- **TEXTO APRESENTADO**:
____

A entrada norte do bairro Achada Grande Frente, na cidade da Praia, destaca na fachada de uma habitação duas caras de crianças, Latifah e Yara, irmã e residentes na referida habitação. A mãe conta que vieram cá, pessoas do bairro e um estrangeiro...que "encantou com os traços das caras das minhas filhas e pela história da avó das crianças, a Nha Maria", que aos 47 anos, após perder o marido sozinha os 13 filhos, mesmo assim conseguiu construir a sua própria casa. Proporam realizar, na fachada da casa, a obra de arte de autoria do artista britânico, de origem ganês, Dreph (www.instagram.com/dreph_).
Ninguém fica indiferente a beleza da obra de arte de Dreph, feita em agosto de 2019, na casa "Nha Maria" situado num largo. É ali que iniciamos a visita guiada "Achada Grande Frente Street Art Tour" promovida pela empresa Terra Terra Tours (www.instagram.com/terraterratours/), de Judith e Jair.
10 da manhã, hora marcada para o inicio da visita guiada. Eramos 5 pessoas, dois guias, um austríaco e uma irlandesa e um crioulo (eu). Os promotores preferem assim, pequeno grupo. Depois da casa "Nha Maria" prosseguimos pela rua principal do bairro. Judith é holandesa, há muitos anos em Cabo Verde, já fala crioulo fluente. Jair é badio (natural da ilha de Santiago), companheiro da Judith. Ambos guias e empreendedores na área de turismo.
Judith e Jair conhecem muito bem as ruas, ruelas, becos e pessoas do bairro de Achada Grande Frente. A Judith entre cumprimentos e abraços, começou a explicar aos turistas o ritmos musicais de Cabo Verde e que o "Rei do funaná" reside no bairro. Não é que o destino trouxe, precisamente, o Zeca di Nha Reinalda, de passagem, abrandou a marcha do seu carro e cumprimentou a Judith e os turistas. É a morabeza.

____

- **CONJUNTO DE LINHAS**:
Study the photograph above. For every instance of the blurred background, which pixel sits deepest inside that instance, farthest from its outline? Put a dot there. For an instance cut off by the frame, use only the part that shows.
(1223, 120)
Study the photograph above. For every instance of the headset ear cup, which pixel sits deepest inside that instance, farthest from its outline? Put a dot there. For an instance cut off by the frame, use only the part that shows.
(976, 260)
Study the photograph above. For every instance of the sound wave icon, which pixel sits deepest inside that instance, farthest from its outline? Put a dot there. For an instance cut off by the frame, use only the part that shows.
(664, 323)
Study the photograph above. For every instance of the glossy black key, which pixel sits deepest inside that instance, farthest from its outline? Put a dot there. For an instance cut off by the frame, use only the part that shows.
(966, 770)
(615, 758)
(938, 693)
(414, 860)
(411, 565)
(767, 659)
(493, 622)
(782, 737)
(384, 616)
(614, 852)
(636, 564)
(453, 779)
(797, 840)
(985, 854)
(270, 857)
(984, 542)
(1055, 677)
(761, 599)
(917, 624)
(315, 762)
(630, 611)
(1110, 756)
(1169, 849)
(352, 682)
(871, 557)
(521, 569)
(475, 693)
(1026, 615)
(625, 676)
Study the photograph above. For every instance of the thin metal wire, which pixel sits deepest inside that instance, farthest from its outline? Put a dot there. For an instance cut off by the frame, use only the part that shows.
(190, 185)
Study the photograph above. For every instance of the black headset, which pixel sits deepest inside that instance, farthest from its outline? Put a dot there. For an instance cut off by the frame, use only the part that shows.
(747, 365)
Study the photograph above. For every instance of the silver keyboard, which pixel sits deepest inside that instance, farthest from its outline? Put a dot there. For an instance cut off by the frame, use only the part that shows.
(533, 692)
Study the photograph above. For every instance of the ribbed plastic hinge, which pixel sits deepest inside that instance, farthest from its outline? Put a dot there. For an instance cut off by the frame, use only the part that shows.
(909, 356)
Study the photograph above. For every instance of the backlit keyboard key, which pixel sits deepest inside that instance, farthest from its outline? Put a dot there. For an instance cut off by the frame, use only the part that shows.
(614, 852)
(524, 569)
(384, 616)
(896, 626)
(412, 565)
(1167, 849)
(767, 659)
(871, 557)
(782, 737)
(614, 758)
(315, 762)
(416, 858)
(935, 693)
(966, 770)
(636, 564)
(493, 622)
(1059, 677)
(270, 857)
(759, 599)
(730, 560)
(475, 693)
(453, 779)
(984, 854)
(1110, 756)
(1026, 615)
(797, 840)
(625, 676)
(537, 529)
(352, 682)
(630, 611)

____

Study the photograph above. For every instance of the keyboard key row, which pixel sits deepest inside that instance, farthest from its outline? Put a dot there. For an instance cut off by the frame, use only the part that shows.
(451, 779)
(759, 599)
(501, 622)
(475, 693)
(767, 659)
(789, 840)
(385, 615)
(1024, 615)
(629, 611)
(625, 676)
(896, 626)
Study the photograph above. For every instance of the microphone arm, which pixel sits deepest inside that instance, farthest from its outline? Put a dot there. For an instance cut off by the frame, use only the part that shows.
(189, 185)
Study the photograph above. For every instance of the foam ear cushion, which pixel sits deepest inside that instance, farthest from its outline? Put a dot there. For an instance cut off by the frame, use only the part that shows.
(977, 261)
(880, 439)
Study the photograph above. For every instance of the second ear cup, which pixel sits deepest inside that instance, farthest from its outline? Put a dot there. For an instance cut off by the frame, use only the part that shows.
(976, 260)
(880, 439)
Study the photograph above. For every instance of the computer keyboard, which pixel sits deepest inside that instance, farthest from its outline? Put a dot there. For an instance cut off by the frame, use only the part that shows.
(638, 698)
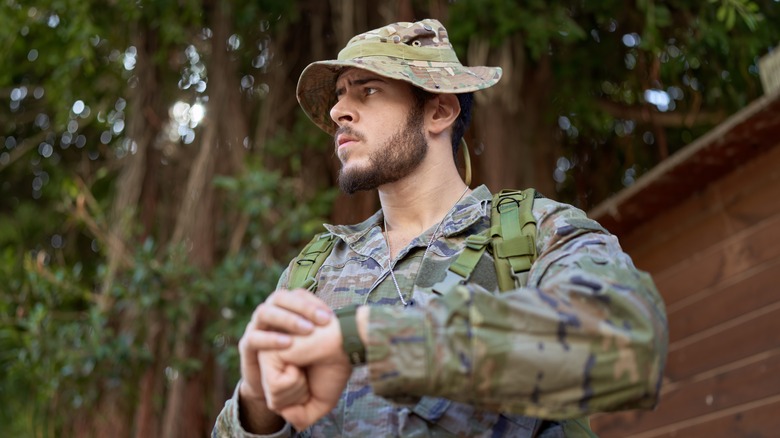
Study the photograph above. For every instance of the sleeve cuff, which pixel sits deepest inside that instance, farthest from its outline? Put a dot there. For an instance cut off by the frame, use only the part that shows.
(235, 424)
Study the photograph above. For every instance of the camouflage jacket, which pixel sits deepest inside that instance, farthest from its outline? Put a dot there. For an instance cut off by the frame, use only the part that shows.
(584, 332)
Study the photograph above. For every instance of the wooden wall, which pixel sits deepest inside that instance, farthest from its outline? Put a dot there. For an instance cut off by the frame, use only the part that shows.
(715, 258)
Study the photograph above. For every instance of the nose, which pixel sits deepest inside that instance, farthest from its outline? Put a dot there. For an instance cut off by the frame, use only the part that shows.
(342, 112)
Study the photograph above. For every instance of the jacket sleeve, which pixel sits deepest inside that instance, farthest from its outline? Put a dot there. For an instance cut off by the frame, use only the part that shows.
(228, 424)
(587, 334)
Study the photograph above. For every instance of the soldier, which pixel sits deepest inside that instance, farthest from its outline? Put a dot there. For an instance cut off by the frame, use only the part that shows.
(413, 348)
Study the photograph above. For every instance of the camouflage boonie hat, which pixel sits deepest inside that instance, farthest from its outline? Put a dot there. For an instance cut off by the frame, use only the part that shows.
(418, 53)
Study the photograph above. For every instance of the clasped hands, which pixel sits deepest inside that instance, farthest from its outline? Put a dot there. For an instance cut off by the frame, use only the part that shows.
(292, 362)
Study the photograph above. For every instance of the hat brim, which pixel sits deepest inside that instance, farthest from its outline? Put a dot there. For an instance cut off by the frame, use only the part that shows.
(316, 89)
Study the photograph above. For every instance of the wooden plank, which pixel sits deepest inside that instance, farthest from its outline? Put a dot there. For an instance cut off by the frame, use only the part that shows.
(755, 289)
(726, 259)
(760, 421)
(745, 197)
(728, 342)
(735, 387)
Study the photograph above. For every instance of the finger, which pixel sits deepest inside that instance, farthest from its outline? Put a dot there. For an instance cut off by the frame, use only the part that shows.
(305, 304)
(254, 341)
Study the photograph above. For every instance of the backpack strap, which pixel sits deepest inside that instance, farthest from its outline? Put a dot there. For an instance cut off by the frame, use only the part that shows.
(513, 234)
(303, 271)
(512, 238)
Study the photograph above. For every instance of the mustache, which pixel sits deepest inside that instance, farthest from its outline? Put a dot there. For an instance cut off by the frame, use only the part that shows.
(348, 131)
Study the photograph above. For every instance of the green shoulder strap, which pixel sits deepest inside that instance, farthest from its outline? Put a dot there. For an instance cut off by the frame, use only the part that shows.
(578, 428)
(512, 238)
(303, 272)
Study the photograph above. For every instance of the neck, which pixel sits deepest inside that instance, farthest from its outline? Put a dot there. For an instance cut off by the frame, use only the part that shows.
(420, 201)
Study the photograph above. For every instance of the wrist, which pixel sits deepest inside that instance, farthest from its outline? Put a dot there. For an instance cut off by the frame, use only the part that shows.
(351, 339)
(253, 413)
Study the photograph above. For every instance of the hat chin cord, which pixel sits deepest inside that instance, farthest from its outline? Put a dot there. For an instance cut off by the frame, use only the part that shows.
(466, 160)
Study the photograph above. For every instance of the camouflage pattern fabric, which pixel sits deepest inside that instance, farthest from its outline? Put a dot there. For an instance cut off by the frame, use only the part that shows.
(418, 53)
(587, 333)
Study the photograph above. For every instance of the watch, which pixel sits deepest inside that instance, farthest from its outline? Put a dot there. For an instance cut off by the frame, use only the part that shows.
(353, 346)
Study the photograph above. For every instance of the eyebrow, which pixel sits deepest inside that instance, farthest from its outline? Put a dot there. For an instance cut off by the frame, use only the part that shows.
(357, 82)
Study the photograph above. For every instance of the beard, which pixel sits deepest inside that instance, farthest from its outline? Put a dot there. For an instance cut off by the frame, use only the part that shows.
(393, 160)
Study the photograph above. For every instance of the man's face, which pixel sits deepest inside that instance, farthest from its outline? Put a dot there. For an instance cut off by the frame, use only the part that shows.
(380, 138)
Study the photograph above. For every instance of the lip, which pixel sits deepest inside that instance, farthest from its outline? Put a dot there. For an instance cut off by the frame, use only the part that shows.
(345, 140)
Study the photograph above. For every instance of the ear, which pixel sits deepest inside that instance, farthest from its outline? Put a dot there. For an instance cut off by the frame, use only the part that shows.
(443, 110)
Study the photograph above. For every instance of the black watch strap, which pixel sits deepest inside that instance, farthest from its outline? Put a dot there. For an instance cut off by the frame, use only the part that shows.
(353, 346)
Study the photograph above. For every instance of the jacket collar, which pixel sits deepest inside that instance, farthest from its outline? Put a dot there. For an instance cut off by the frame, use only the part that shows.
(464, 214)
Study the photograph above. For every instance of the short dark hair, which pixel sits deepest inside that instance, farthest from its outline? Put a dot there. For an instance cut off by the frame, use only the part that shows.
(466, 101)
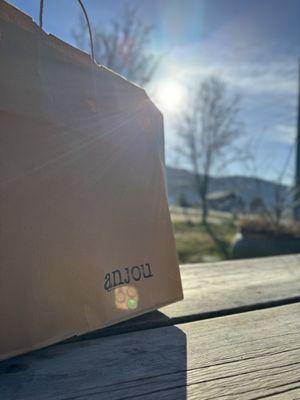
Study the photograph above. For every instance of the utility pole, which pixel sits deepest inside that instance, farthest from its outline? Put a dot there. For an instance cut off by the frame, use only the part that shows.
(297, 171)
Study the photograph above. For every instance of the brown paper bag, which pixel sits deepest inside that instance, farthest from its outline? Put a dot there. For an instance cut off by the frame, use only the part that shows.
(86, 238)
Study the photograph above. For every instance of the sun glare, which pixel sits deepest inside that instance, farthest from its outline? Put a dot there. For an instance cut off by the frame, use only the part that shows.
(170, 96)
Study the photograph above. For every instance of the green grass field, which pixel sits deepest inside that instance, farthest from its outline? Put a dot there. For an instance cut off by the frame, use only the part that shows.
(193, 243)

____

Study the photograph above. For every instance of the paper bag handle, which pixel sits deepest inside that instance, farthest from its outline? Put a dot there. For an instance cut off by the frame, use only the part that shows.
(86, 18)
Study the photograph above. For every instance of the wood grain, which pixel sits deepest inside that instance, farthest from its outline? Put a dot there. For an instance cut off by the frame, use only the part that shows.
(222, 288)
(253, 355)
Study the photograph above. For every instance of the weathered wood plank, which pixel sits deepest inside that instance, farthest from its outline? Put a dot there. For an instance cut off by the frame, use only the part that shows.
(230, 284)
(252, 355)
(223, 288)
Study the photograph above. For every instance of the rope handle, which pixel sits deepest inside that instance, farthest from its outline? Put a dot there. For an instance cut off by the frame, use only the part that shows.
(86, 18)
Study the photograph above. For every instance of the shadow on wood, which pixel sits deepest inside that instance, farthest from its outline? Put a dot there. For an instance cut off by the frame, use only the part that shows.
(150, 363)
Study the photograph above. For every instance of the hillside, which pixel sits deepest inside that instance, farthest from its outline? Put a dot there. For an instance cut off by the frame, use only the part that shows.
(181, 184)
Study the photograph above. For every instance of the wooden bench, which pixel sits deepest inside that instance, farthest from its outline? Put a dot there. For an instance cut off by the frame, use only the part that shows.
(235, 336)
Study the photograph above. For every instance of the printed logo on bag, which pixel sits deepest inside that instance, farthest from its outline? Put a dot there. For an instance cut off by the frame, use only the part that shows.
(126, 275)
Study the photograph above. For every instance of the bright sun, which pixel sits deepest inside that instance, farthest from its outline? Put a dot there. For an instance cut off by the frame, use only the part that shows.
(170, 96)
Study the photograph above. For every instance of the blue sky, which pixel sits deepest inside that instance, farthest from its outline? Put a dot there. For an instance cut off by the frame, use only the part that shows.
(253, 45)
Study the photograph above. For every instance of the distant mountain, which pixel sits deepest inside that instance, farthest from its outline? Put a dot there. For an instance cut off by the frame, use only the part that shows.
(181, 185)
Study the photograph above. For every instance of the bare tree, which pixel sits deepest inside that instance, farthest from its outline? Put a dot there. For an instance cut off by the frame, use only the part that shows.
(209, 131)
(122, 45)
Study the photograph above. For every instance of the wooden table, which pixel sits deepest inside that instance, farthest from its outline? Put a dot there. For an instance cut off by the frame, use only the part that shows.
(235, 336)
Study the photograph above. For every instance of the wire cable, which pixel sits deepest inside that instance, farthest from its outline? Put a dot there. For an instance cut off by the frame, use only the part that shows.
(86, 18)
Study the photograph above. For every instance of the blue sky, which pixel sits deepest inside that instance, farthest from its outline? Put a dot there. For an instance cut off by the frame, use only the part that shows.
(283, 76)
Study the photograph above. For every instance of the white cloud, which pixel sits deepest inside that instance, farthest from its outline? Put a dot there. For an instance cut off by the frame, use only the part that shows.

____

- **REQUISITOS DAS TAREFAS**:
1. Segundo o texto sobre a visita guiada em Achada Grande Frente, em que mês e ano foi feita a obra de Dreph na casa "Nha Maria"?
2. Continue, por favor, o texto sobre a visita guiada em Achada Grande Frente a partir da última frase apresentada.
As linhas não têm qualquer relação com o texto sobre a visita guiada em Achada Grande Frente.

- **RESPOSTAS ESPERADAS**:
1. Em agosto de 2019.

2.
Próxima obra de arte, "Retrato de Jo", já no centro do bairro, de autoria da brasileira Ananda Nahu (www.instagram.com/anandanahu), feito em 2018, num mural de dois andares de altura. A "Jo" é também uma personagem do bairro.
No mesmo sitio começam a surgir figuras de elefantes, que o artistas Falko One, da África do Sul, pintou, cerca de 14, espalhadas pelo bairro, desenhadas e adaptadas conforme as paredes disponíveis.
Pouco metros mais a baixo, encontramos, a obra do italiano Nemos (www.instagram.com/whoisnemos). Nemos é conhecido por seus instigantes murais de humor negro habitados por figuras humanas características, nas grandes metrópole pelo mundo. Aqui, em Achada Grande Frente, desenhou um enorme peixe, onde as escamas foram povoados por figuras humanas.
Foi com a presença do Nemos, que em janeiro de 2018, iniciaram as intervenções artísticas e os 8 workshops de Arte Pública, no âmbito do projeto Xalabas (www.instagram.com/projeto.xalabas) que concebeu e realizou intervenções de arte urbana como estratégias de melhorar a sua imagem, mudar as percepções negativas e lutar contra o estigma do Bairro de Achada Grande Frente, e torna-lo num bairro mais atrativo. Neste workshop também participaram artistas nacionais como Oleandro Pires Garcia, Iyomi Ashira, Hélder Cardoso e Fabio Testi, que deixaram as suas marcas em forma de arte nas paredes do bairro.
Esta fase do projeto Xalabas, teve duração de 3 anos, terminou em janeiro de 2021, contou com apoio financeiro da União Europeia e parceria da Câmara Municipal da Praia. Foram realizadas 60 obras de arte de 24 artistas. Em cada workshop realizado com a presença de um artista estrangeiro conceituado e vários nacionais.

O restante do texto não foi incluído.